Reproduce exactly the lines from the line containing "Can you find the bus license" through the end of the records below, including both ends, and nothing else.
== Material for the task ==
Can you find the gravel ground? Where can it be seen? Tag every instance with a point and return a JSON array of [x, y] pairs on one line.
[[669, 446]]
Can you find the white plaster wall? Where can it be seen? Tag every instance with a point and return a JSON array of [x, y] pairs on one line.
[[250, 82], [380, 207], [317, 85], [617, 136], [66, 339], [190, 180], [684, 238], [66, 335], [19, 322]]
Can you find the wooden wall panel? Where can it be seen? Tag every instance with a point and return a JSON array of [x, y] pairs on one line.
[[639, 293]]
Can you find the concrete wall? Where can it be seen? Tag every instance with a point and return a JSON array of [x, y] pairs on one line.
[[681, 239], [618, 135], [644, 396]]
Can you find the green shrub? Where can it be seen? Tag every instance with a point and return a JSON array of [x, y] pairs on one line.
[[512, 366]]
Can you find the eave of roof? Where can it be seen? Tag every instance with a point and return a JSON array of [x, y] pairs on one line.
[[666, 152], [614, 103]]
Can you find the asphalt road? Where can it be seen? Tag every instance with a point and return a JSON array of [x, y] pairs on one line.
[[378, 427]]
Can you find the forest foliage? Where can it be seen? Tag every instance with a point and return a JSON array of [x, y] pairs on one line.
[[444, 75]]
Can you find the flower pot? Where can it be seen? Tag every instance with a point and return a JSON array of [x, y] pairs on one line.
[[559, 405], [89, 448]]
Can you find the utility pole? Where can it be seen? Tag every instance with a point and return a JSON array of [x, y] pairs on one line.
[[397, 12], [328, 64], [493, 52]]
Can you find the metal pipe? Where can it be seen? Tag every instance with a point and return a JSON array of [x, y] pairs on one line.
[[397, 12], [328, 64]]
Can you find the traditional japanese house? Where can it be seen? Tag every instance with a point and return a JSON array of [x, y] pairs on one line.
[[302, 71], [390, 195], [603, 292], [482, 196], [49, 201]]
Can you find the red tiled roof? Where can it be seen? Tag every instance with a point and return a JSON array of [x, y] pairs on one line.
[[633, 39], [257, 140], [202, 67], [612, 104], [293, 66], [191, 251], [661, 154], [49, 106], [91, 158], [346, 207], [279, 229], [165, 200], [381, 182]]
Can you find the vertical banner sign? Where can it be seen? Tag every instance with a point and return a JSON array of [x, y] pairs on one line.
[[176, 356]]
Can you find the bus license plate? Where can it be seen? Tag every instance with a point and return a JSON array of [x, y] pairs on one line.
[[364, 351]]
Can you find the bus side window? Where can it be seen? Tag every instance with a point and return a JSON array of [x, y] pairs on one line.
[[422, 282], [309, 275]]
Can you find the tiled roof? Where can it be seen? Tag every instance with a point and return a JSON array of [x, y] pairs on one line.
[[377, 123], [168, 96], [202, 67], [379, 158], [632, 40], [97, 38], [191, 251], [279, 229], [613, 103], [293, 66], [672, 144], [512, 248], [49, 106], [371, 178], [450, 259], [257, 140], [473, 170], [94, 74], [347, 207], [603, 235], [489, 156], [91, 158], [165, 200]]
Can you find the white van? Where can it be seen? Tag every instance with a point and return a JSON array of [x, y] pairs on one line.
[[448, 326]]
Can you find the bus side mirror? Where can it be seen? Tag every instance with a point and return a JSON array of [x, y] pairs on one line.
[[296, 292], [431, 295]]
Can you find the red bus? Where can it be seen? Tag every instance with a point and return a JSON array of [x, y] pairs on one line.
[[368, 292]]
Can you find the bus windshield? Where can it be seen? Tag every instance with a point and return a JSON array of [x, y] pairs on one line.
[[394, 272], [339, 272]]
===
- **Solution for this task**
Can you find the bus license plate? Where can it be seen? Tag every instance with a point and return a JSON array of [x, y] pairs on one line.
[[364, 351]]
Can you find the bus side window? Where can it be seen? Tag every instance with a point and return a JSON array of [x, y] pairs on one line.
[[422, 282], [309, 275]]
Can you find the tiled roof? Where can it be seen? Tag every instance with a point and return a JSON array of [x, y] pairs on one line.
[[377, 123], [168, 96], [202, 67], [379, 158], [632, 40], [97, 38], [191, 251], [279, 229], [613, 103], [293, 66], [672, 144], [512, 248], [49, 106], [371, 178], [450, 259], [257, 140], [473, 170], [94, 74], [347, 207], [603, 235], [489, 156], [91, 158], [165, 200]]
Can you find the white van? Where can it be seen? Tag every instance with a point and return a JSON array of [x, y] pairs on one line.
[[448, 326]]
Can you find the bus side mirror? Where can it be seen? Tag every instance with a point and return a JSON array of [x, y] pairs on one line.
[[296, 292], [431, 295]]
Can you find the red bus? Where can it be seen? Tag every instance with a point and return a JSON array of [x, y] pairs on one line.
[[368, 292]]
Can you find the bus windshield? Where can it be seen? Tag every instance with a point and return a JSON array of [x, y] pairs on one line.
[[394, 272], [339, 272]]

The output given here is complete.